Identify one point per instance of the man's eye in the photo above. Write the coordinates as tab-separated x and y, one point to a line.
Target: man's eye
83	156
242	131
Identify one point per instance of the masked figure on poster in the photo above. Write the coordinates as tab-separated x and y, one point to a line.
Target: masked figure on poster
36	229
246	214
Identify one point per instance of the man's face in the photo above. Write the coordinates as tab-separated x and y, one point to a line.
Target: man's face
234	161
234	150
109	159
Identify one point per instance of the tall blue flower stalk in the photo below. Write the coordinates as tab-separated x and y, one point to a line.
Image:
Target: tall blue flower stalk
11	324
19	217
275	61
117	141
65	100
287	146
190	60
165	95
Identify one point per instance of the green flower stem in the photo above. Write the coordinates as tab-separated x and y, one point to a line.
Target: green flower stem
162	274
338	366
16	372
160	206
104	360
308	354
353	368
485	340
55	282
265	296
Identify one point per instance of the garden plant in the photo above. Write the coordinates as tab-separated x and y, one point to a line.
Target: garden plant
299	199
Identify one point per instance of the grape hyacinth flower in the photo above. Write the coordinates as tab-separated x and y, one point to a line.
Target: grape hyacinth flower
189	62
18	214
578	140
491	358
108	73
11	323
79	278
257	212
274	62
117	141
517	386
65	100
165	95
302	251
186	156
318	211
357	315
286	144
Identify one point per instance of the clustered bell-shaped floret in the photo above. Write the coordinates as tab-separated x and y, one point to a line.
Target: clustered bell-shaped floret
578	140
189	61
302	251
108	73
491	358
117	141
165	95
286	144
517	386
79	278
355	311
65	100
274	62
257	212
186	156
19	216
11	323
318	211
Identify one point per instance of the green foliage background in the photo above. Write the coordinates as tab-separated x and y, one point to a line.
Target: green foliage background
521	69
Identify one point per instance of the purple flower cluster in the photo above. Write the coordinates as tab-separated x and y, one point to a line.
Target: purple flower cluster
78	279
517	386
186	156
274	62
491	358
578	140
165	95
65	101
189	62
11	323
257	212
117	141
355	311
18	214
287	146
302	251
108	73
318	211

※ ※ ※

Print every record exactly as it was given.

▶ **ANSWER BELOW**:
Identify one point per instance of the man's eye in the photo above. Write the coordinates as tab-separated x and y, one point to a line.
Target: man's eye
83	156
242	131
Identify one point per instance of the masked figure on poster in the photo above. Write the coordinates as tab-separated x and y, one point to a line.
Target: masked figure on poster
36	229
246	214
Identify one point per instance of the man's face in the photo above. Write the coordinates as tab-separated x and y, one point to a line.
Target: man's face
234	161
234	150
109	159
Identify one point per instance of the tall blue flower stalk in the photo below. Write the coordinates as tab-separated x and y, one point to a line.
Image:
Target: tall blue flower stalk
11	324
19	217
275	61
117	141
65	100
287	146
190	60
165	95
Identify one point per instance of the green flower stem in the photo above. Write the coordinates as tab-separated x and y, one point to a line.
Target: green flower stem
162	274
338	366
16	372
160	206
104	360
308	354
353	368
485	340
55	282
265	296
Identify one point per instance of the garden plant in the photo above. Write the coordinates as tab-separated x and y, one point to a line.
Target: garden plant
299	199
Identify one point per instance of the grape hyacinth flower in the photo above. Write the coordinates as tab-separated x and y, one point to a line.
Target: grape hyacinth flower
189	62
18	214
578	140
491	358
108	73
11	323
79	278
257	212
274	62
117	141
517	386
65	100
165	95
302	251
186	156
318	211
357	315
286	144
Identify one point per instance of the clustered bell-shaped floret in the photo above. Write the coordinates as tab-separated x and y, one point to a line.
Target: clustered bell-shaped floret
578	140
189	61
302	251
108	73
491	358
117	141
165	95
286	144
517	386
79	278
355	311
65	100
274	62
257	212
186	156
19	216
11	323
318	211
Identify one point per instance of the green foliage background in the photo above. Write the coordinates as tab-separated x and y, one point to a line.
Target: green foliage background
521	69
Identify one point per instance of the purple flower cluster in the photo above. Write the coordinates as tab-separated x and y, one point to a line.
Target: purple flower cluster
78	279
517	386
186	156
274	62
491	358
578	140
165	95
65	101
189	62
11	323
257	212
117	141
355	311
18	214
287	146
302	251
108	73
318	211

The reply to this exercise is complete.